▸ **GIVEN EXERCISE**: Put every line of the rows below into a Markdown table with two columns: No, holding a running number, and Line, holding the line itself. Skip blank lines, and leave the pictures out of your table.

▸ **THE RECORDS**:
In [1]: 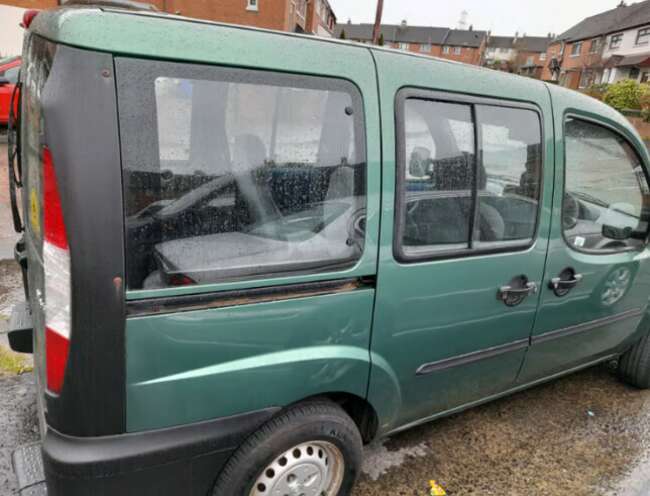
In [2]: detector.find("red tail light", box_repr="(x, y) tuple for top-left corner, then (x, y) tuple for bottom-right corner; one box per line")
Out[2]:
(43, 147), (71, 393)
(20, 9), (40, 29)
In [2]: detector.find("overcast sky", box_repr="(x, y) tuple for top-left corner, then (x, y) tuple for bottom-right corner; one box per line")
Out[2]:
(329, 0), (633, 36)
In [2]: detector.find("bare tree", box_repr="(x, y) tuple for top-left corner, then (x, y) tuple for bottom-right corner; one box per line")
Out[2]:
(372, 0), (384, 45)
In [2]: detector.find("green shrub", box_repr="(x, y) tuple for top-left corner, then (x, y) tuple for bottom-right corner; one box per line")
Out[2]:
(603, 79), (646, 111)
(585, 83), (609, 102)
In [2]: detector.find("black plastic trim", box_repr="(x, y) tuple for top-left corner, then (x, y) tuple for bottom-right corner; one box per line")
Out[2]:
(41, 45), (126, 436)
(126, 276), (375, 317)
(415, 338), (530, 375)
(43, 408), (279, 496)
(393, 86), (548, 264)
(531, 308), (646, 346)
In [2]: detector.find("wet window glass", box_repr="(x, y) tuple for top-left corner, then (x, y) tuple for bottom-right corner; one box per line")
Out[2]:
(398, 98), (542, 258)
(474, 105), (542, 246)
(402, 99), (475, 256)
(118, 63), (366, 289)
(562, 119), (650, 252)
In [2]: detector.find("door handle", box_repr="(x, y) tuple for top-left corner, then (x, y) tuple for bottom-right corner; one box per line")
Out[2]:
(497, 277), (538, 307)
(548, 269), (584, 298)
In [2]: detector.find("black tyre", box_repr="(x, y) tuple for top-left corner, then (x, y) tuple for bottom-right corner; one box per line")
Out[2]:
(212, 400), (362, 496)
(618, 334), (650, 389)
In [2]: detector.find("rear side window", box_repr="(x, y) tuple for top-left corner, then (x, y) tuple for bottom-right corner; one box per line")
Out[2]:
(562, 119), (650, 252)
(396, 95), (542, 261)
(118, 60), (366, 289)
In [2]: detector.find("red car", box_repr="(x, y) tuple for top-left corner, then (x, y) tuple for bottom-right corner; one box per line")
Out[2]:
(0, 57), (21, 126)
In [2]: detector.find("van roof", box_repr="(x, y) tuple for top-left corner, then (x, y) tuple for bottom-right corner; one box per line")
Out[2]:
(31, 5), (520, 74)
(30, 5), (625, 138)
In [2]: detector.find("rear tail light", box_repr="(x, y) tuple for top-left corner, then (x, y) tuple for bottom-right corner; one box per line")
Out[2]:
(20, 9), (40, 29)
(42, 147), (71, 394)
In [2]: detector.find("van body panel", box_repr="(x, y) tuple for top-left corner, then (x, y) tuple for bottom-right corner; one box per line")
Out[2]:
(105, 14), (381, 432)
(369, 50), (554, 432)
(519, 85), (650, 383)
(126, 289), (374, 432)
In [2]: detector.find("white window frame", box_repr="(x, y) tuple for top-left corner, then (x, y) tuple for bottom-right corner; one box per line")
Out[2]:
(634, 28), (650, 46)
(609, 33), (624, 50)
(571, 41), (582, 57)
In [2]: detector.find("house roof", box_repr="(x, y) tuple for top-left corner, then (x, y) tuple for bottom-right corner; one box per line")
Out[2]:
(334, 23), (487, 48)
(517, 36), (552, 53)
(334, 23), (449, 45)
(557, 0), (650, 42)
(444, 29), (487, 48)
(488, 36), (515, 48)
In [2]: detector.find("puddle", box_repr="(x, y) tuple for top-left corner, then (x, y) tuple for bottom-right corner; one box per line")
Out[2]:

▸ **COMPLETE OUTPUT**:
| No | Line |
|---|---|
| 1 | In [1]:  |
| 2 | In [2]: detector.find("red tail light", box_repr="(x, y) tuple for top-left corner, then (x, y) tuple for bottom-right corner; one box per line") |
| 3 | Out[2]: |
| 4 | (43, 147), (71, 393) |
| 5 | (20, 9), (40, 29) |
| 6 | In [2]: detector.find("overcast sky", box_repr="(x, y) tuple for top-left corner, then (x, y) tuple for bottom-right corner; one box per line") |
| 7 | Out[2]: |
| 8 | (329, 0), (633, 36) |
| 9 | In [2]: detector.find("bare tree", box_repr="(x, y) tuple for top-left corner, then (x, y) tuple for bottom-right corner; one box per line") |
| 10 | Out[2]: |
| 11 | (372, 0), (384, 45) |
| 12 | In [2]: detector.find("green shrub", box_repr="(x, y) tuple for top-left corner, then (x, y) tuple for bottom-right corner; one box per line") |
| 13 | Out[2]: |
| 14 | (603, 79), (646, 111) |
| 15 | (585, 83), (609, 102) |
| 16 | In [2]: detector.find("black plastic trim", box_repr="(x, y) tuple for top-left corner, then (x, y) tuple for bottom-right corner; one box per line") |
| 17 | Out[2]: |
| 18 | (41, 45), (126, 436) |
| 19 | (126, 276), (375, 317) |
| 20 | (415, 338), (530, 375) |
| 21 | (43, 408), (279, 496) |
| 22 | (393, 86), (548, 264) |
| 23 | (531, 308), (646, 346) |
| 24 | In [2]: detector.find("wet window glass", box_repr="(x, y) tuple for top-left corner, then (x, y) tuple for bottom-right corner; one box per line") |
| 25 | Out[2]: |
| 26 | (398, 98), (542, 258) |
| 27 | (474, 105), (542, 246) |
| 28 | (402, 99), (475, 256) |
| 29 | (118, 63), (366, 289) |
| 30 | (562, 119), (650, 252) |
| 31 | In [2]: detector.find("door handle", box_repr="(x, y) tuple for top-left corner, then (x, y) tuple for bottom-right corner; one box per line") |
| 32 | Out[2]: |
| 33 | (497, 277), (538, 307) |
| 34 | (548, 269), (584, 298) |
| 35 | In [2]: detector.find("black tyre", box_repr="(x, y) tuple for top-left corner, then (x, y) tuple for bottom-right corner; one box per line") |
| 36 | Out[2]: |
| 37 | (212, 400), (362, 496) |
| 38 | (618, 334), (650, 389) |
| 39 | In [2]: detector.find("rear side window", box_repr="(x, y) tuple for top-left corner, then (x, y) tuple for bottom-right corner; one box per line") |
| 40 | Out[2]: |
| 41 | (562, 119), (650, 252) |
| 42 | (396, 95), (542, 261) |
| 43 | (118, 60), (366, 289) |
| 44 | In [2]: detector.find("red car", box_repr="(x, y) tuple for top-left corner, then (x, y) tuple for bottom-right corner; one box per line") |
| 45 | Out[2]: |
| 46 | (0, 57), (21, 126) |
| 47 | In [2]: detector.find("van roof", box_repr="(x, y) tuple for top-left corner, then (x, y) tuple for bottom-right corner; one box per line") |
| 48 | Out[2]: |
| 49 | (31, 5), (520, 74) |
| 50 | (30, 5), (625, 138) |
| 51 | In [2]: detector.find("rear tail light", box_repr="(x, y) tuple for top-left corner, then (x, y) tuple for bottom-right corner; one box per line") |
| 52 | Out[2]: |
| 53 | (20, 9), (40, 29) |
| 54 | (42, 147), (71, 394) |
| 55 | In [2]: detector.find("van body panel", box_repr="(x, y) tuple for top-left corner, then (x, y) tuple for bottom-right corner; one box per line") |
| 56 | Out[2]: |
| 57 | (105, 14), (381, 432) |
| 58 | (369, 50), (554, 432) |
| 59 | (519, 85), (650, 383) |
| 60 | (126, 289), (374, 432) |
| 61 | In [2]: detector.find("white window frame", box_repr="(x, y) tuple for top-left corner, then (x, y) tuple for bottom-right corner; one box per line") |
| 62 | Out[2]: |
| 63 | (634, 28), (650, 46) |
| 64 | (609, 33), (624, 50) |
| 65 | (571, 41), (582, 57) |
| 66 | In [2]: detector.find("house roof", box_repr="(x, y) tuple for top-left corner, then (x, y) tuple for bottom-right corner; one box per line") |
| 67 | Out[2]: |
| 68 | (334, 23), (487, 48) |
| 69 | (517, 36), (552, 53) |
| 70 | (334, 23), (449, 45) |
| 71 | (557, 0), (650, 42) |
| 72 | (444, 29), (487, 48) |
| 73 | (488, 36), (515, 48) |
| 74 | In [2]: detector.find("puddle", box_repr="(x, y) tuple for top-left corner, then (x, y) tuple for bottom-right corner; one box per line") |
| 75 | Out[2]: |